SENI rupa menjadi bertambah luas pengertiannya setelah munculnya
'Seni Rupa Indonesia Baru'. Perbincangan tidak hanya mengenai
kwalitas sehubungan dengan sejenis, tapi juga menyangkut materi
penyampaian dan ide kesenian sendiri. Pameran PERSEGI baru-baru
ini berada dalam daerah kontroversi itu pula, dan kiranya cukup
layak kami tampilkan dua resensi yang bertentangan.
Empat puluh tahun yang lalu ada Persagi -- Persatuan Ahli
Gambar Indonesia. Pada 9 Desember 1976, berdirilah Persegi --
Persekutuan Seniman Gambar Indonesia di Bandung.
Anggota-anggotanya berada di Bandung dan Jakarta. 28 Maret s/d 2
April barusan, mereka unjuk bulu di Ruang Pameran TIM, sembari
memperingati Persagi yang sudah tiada itu.
Pameran didukung oleh T. Sutanto (37 tahun), Haryadi Soeadi (39
tahun) Djodjo Gozali (31 tahun), Diddo Kusnidar (31 tahun),
Priyanto Sunarto (31 tahun), Syahrinur Prinka (31 tahun),
Harianto Imam Rahayu (38 tahun), Wagiono (29 tahun), Rusmadi
(32tahun), Rachmat Oseng Gazali (28 tahun). Sudah diketahui,
sebagian mereka juga pendukung 'Seni Rupa Baru Indonesia'.
Revolusi
Yang jelas terasa dalam pameran adalah: keinginan untuk memberi
sentilan dengan gaya lugu dan lucu. Berdasar kenyataan
sehari-hari, dikembangkanlah gambar-gambar yang mengejutkan
karena memberi asosiasi sugestif dan pengalaman yang lain. Tapi
karena semuanya dimulai dengan kesadaran yang tinggi, banyak
gambar terasa tidak spontan-bahkan ada yang akhirnya hanya
mengejar efek. Kita melihat jalan fikiran, kerangka humor
pelukisnya--dengan teknik penyampaian yang tidak menjebak kita
ke dalam tawa. Terasa kita dipaksa tersenyum.
Beda dengan Senirupa Baru yang memberi kita sesuatu yang getir.
Mereka merdeka mempergunakan materi, bebas mengekspresikan
segala, keras dan memberontak--kalau perlu menjungkir-balik.
Dengan sikap jiwa yang santai Persegi mencoba membuat
lelucon--meskipun selain pada Sutanto dan Haryadi,kita merasa
para peserta hanya memainkan keterampilan. Sutanto menunjukkan
kerajinan dan kebersihan, ciri yang khas dari seniman ITB.
Sementara Haryadi yang melukis di kaca--mengingatkan kita pada
kaligrafi Cirebon--menunjukkan sesuatu yang tidak saja segar,
tetapi sederhana dan mengharukan.

### LATIHAN 1
Menurut kutipan sumber tentang pameran Persegi, kapan dan di kota mana Persegi didirikan?
Teks ini dan catatan yang menyertainya tidak saling berhubungan.

### ENTRI DATA
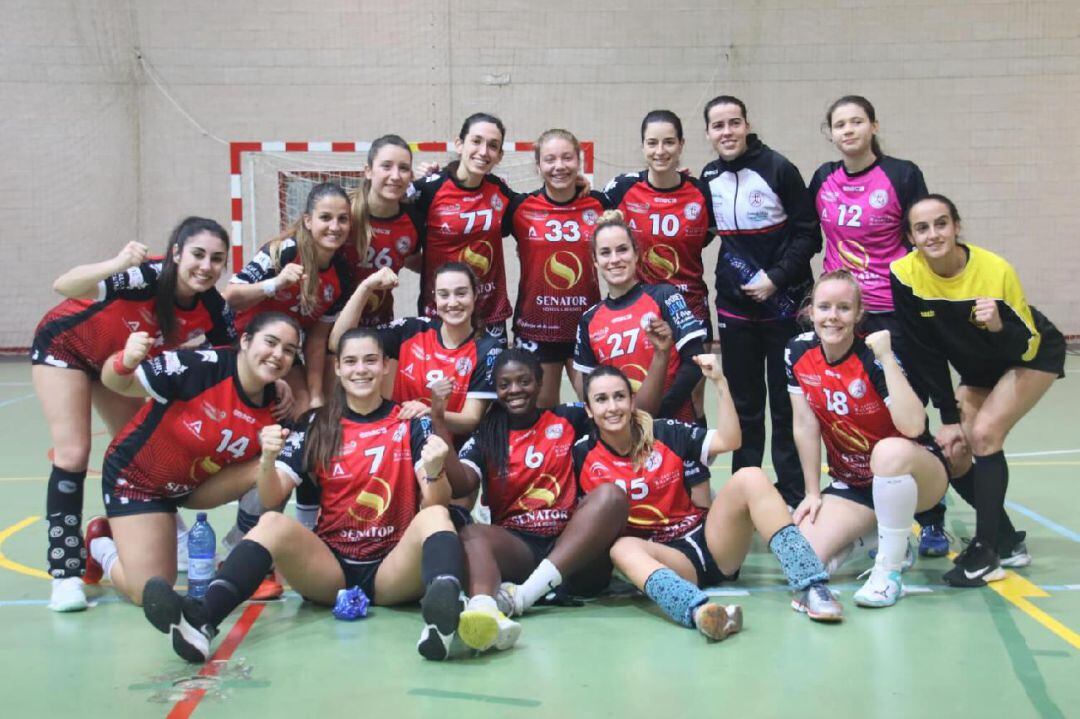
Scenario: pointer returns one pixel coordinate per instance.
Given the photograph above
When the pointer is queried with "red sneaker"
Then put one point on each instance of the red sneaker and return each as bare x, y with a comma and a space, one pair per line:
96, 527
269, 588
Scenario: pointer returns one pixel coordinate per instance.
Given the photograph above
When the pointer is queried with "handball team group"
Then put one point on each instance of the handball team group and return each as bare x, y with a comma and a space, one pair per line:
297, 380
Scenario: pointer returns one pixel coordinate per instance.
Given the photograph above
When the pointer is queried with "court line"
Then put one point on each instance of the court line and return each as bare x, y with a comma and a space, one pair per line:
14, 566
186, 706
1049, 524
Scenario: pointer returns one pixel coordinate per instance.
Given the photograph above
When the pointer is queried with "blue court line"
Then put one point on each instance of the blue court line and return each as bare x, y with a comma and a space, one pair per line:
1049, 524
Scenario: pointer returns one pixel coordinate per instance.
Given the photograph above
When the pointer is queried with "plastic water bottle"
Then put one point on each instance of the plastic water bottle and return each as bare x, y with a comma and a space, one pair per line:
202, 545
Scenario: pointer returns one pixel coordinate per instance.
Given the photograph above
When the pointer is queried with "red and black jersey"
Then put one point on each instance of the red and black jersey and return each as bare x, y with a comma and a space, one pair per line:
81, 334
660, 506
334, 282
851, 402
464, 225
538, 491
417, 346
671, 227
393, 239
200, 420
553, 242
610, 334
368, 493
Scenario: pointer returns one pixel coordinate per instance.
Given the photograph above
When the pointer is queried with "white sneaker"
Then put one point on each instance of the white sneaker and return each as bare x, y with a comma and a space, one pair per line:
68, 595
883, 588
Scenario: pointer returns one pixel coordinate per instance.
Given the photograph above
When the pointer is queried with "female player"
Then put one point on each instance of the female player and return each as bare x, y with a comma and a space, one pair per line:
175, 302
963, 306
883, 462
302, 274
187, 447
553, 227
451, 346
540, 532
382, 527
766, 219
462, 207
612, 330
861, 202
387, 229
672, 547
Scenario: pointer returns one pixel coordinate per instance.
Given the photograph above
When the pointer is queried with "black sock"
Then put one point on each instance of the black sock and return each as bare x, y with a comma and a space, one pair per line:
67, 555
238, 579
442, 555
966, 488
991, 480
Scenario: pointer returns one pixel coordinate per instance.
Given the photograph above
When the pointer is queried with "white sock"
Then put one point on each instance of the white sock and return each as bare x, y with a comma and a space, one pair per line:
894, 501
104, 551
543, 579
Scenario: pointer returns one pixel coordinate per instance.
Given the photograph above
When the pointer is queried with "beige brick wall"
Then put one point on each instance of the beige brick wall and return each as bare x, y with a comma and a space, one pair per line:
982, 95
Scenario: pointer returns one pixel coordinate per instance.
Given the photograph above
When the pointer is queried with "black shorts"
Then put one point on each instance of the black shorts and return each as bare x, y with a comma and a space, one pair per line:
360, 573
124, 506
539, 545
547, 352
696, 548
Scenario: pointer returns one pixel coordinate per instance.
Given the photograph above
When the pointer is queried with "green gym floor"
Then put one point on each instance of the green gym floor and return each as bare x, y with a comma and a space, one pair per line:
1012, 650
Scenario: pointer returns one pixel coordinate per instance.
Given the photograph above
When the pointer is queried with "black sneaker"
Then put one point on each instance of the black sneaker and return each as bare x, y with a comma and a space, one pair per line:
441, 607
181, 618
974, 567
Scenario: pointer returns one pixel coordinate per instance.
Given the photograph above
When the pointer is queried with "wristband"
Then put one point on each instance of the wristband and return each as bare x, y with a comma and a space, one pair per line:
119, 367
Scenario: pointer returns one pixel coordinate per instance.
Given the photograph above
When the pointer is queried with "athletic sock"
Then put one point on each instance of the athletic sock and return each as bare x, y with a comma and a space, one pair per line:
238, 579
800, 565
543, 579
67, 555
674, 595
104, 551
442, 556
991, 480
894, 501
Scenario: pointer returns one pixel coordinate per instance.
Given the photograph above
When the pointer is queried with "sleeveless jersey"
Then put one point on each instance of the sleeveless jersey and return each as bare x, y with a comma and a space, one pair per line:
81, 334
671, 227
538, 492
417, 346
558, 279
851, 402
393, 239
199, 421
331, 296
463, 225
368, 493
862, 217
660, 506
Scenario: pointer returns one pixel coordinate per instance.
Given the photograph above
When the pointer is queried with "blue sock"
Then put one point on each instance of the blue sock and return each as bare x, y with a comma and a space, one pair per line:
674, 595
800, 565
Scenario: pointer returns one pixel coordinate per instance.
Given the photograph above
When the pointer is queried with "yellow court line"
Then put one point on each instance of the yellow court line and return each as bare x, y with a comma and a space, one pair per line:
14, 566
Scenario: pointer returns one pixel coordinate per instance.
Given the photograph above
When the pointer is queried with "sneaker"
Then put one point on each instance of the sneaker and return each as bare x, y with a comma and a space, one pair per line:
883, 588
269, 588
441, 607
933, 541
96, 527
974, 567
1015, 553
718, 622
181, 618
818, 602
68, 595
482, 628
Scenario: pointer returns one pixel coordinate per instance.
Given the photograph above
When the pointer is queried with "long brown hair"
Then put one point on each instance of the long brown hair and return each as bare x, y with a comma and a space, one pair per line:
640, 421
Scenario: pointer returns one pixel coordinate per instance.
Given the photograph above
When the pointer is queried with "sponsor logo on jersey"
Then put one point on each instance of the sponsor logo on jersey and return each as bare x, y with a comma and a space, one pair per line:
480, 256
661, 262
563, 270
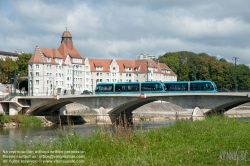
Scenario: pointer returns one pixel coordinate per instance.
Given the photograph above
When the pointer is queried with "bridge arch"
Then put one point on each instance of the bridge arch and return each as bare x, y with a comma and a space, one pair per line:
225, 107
==
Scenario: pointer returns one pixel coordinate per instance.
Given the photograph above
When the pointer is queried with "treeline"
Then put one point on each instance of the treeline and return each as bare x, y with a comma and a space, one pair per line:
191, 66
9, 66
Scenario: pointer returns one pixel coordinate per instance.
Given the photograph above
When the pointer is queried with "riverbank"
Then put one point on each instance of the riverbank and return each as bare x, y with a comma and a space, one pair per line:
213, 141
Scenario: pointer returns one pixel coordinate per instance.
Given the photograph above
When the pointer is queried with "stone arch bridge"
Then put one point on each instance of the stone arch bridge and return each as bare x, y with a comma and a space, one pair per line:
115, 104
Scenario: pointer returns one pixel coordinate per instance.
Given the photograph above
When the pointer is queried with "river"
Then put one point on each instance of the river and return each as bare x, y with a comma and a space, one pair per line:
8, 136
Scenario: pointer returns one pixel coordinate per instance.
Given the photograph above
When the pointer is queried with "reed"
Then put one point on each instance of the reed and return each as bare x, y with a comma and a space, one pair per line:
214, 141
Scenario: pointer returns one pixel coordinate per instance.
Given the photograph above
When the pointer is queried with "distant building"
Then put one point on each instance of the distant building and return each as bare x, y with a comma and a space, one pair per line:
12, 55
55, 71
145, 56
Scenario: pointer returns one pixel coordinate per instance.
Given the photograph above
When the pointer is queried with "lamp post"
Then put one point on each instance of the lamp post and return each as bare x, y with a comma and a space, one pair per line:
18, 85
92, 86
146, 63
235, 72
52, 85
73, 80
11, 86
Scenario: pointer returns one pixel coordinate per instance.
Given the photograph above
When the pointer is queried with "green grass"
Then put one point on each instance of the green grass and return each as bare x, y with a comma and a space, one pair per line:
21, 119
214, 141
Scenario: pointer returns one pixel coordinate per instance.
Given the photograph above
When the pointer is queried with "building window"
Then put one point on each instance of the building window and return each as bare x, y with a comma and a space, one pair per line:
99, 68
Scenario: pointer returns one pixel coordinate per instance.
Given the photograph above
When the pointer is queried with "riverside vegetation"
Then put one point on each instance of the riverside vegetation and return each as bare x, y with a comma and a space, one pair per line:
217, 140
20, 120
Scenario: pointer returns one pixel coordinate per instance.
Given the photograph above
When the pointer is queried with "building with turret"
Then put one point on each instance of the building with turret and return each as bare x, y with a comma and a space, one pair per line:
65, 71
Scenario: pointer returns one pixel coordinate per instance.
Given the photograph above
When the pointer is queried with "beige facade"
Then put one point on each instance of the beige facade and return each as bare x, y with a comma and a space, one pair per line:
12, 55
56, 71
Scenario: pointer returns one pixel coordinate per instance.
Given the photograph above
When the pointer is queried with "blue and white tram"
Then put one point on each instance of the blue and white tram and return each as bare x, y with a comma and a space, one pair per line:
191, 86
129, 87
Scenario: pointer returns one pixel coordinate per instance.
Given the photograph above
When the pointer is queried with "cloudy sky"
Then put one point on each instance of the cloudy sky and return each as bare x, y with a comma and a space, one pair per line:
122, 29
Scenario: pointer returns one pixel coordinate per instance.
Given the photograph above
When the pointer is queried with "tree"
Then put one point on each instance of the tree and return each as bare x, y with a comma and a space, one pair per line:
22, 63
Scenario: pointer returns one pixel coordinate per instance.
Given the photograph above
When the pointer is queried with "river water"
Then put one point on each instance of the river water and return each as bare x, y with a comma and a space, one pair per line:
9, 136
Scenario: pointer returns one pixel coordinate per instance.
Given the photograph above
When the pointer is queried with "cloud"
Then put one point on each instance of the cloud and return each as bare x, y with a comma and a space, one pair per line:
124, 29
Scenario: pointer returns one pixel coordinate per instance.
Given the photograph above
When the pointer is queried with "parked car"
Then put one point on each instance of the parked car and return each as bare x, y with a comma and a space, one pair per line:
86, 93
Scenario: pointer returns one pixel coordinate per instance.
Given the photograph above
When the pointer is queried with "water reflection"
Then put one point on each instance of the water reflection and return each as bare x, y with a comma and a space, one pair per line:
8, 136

### LATIHAN 2
Kembalikan setiap baris catatan yang memuat kata "athletic".

### PEMBAHASAN JAWABAN 1
Persegi didirikan pada 9 Desember 1976 di Bandung.

### PEMBAHASAN JAWABAN 2
When the pointer is queried with "athletic sock"
Then put one point on each instance of the athletic sock and return each as bare x, y with a comma and a space, one pair per line:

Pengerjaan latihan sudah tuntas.